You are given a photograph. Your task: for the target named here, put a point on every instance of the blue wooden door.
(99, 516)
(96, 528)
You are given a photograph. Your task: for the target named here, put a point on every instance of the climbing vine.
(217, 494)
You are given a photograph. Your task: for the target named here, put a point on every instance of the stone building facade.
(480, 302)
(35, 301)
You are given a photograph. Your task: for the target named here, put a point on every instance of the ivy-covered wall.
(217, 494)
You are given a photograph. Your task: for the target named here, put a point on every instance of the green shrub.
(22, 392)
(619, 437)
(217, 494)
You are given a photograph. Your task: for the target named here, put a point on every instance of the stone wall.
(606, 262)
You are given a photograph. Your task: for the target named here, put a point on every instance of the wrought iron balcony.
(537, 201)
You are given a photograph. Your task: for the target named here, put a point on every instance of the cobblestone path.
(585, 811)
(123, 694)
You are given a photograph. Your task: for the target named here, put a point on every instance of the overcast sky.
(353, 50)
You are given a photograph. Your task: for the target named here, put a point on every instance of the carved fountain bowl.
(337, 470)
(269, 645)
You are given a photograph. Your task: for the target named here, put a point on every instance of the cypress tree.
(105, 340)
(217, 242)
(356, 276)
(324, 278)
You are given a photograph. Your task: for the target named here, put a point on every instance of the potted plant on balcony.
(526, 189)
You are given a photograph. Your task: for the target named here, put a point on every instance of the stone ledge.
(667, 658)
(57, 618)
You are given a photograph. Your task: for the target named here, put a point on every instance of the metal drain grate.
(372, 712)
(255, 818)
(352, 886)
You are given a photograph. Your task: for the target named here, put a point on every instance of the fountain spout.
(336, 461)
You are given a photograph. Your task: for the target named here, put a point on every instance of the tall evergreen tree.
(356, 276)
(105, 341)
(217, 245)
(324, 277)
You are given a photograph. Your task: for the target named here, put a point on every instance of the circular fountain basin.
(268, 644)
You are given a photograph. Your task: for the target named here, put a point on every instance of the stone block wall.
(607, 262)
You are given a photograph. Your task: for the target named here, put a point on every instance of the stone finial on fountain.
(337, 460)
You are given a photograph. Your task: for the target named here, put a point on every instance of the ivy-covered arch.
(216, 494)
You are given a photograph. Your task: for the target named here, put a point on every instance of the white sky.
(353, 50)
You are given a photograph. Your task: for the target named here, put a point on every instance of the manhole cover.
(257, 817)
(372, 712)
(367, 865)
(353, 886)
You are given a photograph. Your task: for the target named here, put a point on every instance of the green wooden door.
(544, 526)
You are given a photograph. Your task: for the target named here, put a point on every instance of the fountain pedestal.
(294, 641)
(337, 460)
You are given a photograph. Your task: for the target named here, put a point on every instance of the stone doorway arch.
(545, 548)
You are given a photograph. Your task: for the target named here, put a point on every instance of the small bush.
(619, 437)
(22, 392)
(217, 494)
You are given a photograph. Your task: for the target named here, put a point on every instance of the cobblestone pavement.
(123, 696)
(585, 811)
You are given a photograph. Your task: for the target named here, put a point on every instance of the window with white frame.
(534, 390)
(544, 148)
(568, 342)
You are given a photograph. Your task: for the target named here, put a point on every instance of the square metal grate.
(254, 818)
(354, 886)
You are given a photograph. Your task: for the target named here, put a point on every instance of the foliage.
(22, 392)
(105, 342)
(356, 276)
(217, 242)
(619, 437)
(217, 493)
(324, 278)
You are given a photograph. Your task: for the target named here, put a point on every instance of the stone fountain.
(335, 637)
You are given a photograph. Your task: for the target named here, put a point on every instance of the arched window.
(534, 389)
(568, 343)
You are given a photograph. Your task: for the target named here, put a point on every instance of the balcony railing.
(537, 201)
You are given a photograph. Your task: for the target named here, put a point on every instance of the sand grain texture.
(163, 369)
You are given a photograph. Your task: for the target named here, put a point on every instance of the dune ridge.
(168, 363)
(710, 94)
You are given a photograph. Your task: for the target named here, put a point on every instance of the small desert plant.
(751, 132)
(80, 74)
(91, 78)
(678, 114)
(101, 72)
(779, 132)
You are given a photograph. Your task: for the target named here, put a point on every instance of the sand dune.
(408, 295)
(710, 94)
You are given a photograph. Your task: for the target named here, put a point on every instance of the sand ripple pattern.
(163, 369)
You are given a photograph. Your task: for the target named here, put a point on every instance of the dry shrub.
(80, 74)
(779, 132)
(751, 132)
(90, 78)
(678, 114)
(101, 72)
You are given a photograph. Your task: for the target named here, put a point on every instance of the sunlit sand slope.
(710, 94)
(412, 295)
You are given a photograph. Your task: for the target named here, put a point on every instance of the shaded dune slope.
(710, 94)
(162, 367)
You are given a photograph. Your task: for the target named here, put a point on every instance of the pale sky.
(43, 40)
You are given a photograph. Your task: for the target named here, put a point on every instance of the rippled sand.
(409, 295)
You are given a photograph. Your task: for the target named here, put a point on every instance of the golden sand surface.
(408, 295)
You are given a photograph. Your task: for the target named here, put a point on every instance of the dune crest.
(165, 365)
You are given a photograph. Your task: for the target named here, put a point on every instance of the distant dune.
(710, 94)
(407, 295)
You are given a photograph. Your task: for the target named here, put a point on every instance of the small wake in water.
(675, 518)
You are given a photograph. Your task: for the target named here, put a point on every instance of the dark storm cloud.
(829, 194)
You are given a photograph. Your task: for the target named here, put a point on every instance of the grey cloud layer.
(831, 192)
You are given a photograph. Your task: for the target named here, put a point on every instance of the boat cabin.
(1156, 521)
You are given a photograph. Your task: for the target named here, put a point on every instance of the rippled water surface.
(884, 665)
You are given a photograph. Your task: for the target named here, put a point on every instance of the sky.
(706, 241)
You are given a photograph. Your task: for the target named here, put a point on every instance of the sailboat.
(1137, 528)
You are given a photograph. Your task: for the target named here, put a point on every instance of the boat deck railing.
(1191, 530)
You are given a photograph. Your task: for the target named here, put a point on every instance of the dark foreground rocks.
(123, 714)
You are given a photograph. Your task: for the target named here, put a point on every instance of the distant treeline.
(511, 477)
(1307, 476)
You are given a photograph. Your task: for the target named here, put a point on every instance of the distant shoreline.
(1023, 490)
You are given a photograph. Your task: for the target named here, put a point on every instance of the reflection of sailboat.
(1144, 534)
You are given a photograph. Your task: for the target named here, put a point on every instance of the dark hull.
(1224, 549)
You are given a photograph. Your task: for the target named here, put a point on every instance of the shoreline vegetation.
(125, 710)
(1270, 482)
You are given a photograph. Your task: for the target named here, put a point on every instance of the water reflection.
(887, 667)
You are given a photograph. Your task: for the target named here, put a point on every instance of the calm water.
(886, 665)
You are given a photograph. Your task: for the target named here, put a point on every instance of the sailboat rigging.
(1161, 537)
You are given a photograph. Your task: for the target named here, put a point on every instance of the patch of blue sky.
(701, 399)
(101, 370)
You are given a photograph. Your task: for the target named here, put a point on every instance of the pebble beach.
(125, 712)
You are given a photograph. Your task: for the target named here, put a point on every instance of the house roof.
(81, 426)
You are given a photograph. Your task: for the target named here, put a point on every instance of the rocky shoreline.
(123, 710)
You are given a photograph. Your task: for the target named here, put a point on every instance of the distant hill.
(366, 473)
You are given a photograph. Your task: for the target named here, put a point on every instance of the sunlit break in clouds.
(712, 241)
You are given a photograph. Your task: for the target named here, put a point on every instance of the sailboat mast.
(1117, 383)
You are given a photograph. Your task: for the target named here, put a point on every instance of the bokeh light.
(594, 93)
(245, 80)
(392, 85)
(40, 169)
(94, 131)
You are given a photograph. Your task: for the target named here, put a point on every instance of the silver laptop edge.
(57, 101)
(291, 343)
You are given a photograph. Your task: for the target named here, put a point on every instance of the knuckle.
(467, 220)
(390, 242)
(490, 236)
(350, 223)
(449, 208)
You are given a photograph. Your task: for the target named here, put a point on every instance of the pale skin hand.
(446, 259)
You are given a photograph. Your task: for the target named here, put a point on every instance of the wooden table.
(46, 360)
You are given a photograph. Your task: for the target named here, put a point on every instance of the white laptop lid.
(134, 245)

» **Work to do**:
Return the lines above, from the one containing "silver laptop edge." to the end, exactly as they stand.

» **Exercise response**:
You are given a photograph. Your task: for the target named here, put a point on every instance of the silver laptop edge.
(57, 101)
(291, 343)
You are given a photograph. Your task: for the target named here, put a point on every instance of the knuckle.
(467, 220)
(390, 242)
(490, 236)
(350, 223)
(449, 208)
You are given a photograph. Your task: for the target named here, put a point on every instance of the pale skin hand.
(446, 259)
You are given a photograph. Your task: for the target named here, put a point on every instance of the wooden table.
(46, 360)
You are given a photograph. Your task: for the target named here, put a point on every instance of the white laptop lid.
(134, 245)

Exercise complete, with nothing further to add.